»»
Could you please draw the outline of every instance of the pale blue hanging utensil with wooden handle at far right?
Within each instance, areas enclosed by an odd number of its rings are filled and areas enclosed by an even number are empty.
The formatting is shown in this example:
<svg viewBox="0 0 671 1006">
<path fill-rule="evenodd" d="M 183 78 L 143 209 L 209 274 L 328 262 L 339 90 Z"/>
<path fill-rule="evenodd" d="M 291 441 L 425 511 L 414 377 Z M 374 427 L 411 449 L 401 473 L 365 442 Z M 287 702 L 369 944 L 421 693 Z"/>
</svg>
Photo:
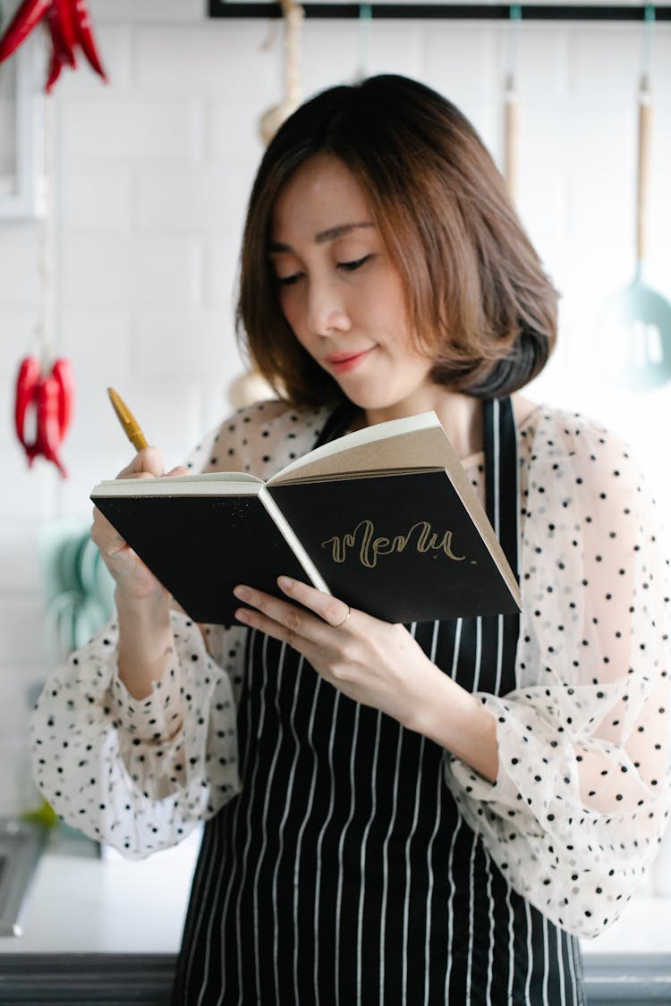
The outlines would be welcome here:
<svg viewBox="0 0 671 1006">
<path fill-rule="evenodd" d="M 646 8 L 648 47 L 654 10 Z M 648 48 L 649 51 L 649 48 Z M 644 59 L 644 66 L 649 55 Z M 601 358 L 615 383 L 633 390 L 671 379 L 671 304 L 645 281 L 652 139 L 652 93 L 647 68 L 638 94 L 636 268 L 634 279 L 607 305 L 601 320 Z"/>
</svg>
««
Your answer should be every line above that contains the word "instance".

Could you please draw the outline of every instance of the pale blue hanging utensil with wooden handle at far right?
Within each instance, areas enclosed by an odd number of its rings are filled and areas enclosed by an even number are empty.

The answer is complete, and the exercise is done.